TEXT PASSAGE —
Editor's Choice

More research is needed—but what type?

BMJ 2010; 341 doi: http://dx.doi.org/10.1136/bmj.c4662 (Published 25 August 2010) Cite this as: BMJ 2010;341:c4662
  1. Fiona Godlee, editor, BMJ
  1. fgodlee{at}bmj.com

    My move from clinical medicine to the BMJ as a junior editor 20 years ago meant learning a host of new rules. The best of them are still part of our every day on the journal. When judging research, we were taught to ask three questions on behalf of the reader: “do I understand it, do I believe it, do I care?” though not always in that order. When editing we were taught to think of the reader not the author. “If in doubt cut it out” may not be a good maxim for surgeons but it’s an excellent one for editors.

    Adjectives were frowned on and no article was allowed to end with the redundant claim that more research is needed. We wanted something more informative—exactly what types of research are needed, addressing what specific questions?

RECORDS SUPPLIED —
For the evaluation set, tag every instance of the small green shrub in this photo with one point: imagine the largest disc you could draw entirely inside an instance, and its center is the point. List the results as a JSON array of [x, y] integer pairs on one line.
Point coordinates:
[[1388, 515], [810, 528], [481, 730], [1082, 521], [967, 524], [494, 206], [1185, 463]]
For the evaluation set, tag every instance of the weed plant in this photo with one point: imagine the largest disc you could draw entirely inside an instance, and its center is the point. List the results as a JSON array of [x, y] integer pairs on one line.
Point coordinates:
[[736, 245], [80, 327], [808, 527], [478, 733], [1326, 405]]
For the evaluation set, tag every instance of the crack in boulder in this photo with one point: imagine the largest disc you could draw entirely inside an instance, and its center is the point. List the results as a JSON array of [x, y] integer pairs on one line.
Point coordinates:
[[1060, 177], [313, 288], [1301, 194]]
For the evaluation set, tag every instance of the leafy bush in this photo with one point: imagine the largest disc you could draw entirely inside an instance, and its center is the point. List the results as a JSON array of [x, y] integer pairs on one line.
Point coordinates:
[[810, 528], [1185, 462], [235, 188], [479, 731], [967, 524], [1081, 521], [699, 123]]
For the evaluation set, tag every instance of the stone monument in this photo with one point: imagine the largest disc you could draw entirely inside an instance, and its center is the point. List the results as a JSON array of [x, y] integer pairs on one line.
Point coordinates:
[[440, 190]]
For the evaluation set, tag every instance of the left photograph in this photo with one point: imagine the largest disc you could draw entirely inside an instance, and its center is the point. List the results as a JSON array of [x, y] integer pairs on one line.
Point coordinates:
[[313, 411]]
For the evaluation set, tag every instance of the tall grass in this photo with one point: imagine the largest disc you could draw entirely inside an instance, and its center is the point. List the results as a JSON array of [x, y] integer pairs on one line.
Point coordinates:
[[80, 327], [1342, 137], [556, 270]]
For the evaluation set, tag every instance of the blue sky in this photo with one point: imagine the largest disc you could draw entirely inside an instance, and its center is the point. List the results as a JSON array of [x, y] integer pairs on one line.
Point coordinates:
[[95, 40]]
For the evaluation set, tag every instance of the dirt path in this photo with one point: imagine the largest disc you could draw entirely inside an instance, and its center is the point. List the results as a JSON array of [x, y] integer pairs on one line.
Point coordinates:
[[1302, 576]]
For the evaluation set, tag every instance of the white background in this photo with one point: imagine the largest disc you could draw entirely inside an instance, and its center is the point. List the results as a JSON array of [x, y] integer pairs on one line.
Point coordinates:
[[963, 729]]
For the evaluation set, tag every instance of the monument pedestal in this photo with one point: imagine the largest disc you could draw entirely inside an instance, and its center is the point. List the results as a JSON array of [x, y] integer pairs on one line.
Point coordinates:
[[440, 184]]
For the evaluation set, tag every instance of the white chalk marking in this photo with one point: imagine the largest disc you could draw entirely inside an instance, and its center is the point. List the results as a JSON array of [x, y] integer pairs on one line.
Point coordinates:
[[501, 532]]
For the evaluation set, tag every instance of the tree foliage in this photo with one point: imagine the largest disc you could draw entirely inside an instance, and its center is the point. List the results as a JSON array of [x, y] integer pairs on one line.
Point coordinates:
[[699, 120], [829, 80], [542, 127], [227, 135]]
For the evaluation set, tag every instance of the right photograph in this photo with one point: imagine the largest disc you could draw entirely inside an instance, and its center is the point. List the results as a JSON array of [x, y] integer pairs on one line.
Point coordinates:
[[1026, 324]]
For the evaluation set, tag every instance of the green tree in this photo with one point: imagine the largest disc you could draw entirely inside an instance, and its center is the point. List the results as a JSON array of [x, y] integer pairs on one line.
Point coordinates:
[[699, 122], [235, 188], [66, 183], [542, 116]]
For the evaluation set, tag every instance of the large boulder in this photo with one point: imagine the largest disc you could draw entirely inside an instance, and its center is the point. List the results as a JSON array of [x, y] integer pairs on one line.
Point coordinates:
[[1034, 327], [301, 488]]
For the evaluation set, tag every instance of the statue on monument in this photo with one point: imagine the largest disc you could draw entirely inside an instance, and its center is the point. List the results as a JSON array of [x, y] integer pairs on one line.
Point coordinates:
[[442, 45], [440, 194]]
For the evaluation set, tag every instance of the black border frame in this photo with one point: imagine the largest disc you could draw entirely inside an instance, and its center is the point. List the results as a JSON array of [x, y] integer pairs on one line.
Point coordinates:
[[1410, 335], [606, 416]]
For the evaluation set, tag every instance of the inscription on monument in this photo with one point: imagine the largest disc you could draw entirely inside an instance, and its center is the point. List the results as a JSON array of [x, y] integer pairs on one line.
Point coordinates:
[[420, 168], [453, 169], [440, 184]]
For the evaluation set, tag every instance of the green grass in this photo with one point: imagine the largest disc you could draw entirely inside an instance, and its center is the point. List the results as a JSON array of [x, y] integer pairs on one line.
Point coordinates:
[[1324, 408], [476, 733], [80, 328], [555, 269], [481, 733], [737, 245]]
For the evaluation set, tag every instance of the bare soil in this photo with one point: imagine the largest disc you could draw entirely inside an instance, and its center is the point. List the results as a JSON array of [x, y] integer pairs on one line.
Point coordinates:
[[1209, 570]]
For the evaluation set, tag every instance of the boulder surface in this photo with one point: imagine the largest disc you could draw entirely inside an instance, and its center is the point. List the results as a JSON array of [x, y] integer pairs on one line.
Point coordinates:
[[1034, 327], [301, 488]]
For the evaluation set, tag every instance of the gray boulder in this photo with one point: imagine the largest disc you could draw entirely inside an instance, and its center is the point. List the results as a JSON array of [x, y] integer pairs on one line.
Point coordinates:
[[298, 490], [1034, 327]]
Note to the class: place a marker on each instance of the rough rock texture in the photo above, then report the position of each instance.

WHAT THE TASK ASKS — Print the whole BMJ editorial about what kind of further research is needed, word for word and unchanged.

OUTPUT OF THE EXERCISE —
Editor's Choice

More research is needed—but what type?

BMJ 2010; 341 doi: http://dx.doi.org/10.1136/bmj.c4662 (Published 25 August 2010) Cite this as: BMJ 2010;341:c4662
  1. Fiona Godlee, editor, BMJ
  1. fgodlee{at}bmj.com

    My move from clinical medicine to the BMJ as a junior editor 20 years ago meant learning a host of new rules. The best of them are still part of our every day on the journal. When judging research, we were taught to ask three questions on behalf of the reader: “do I understand it, do I believe it, do I care?” though not always in that order. When editing we were taught to think of the reader not the author. “If in doubt cut it out” may not be a good maxim for surgeons but it’s an excellent one for editors.

    Adjectives were frowned on and no article was allowed to end with the redundant claim that more research is needed. We wanted something more informative—exactly what types of research are needed, addressing what specific questions?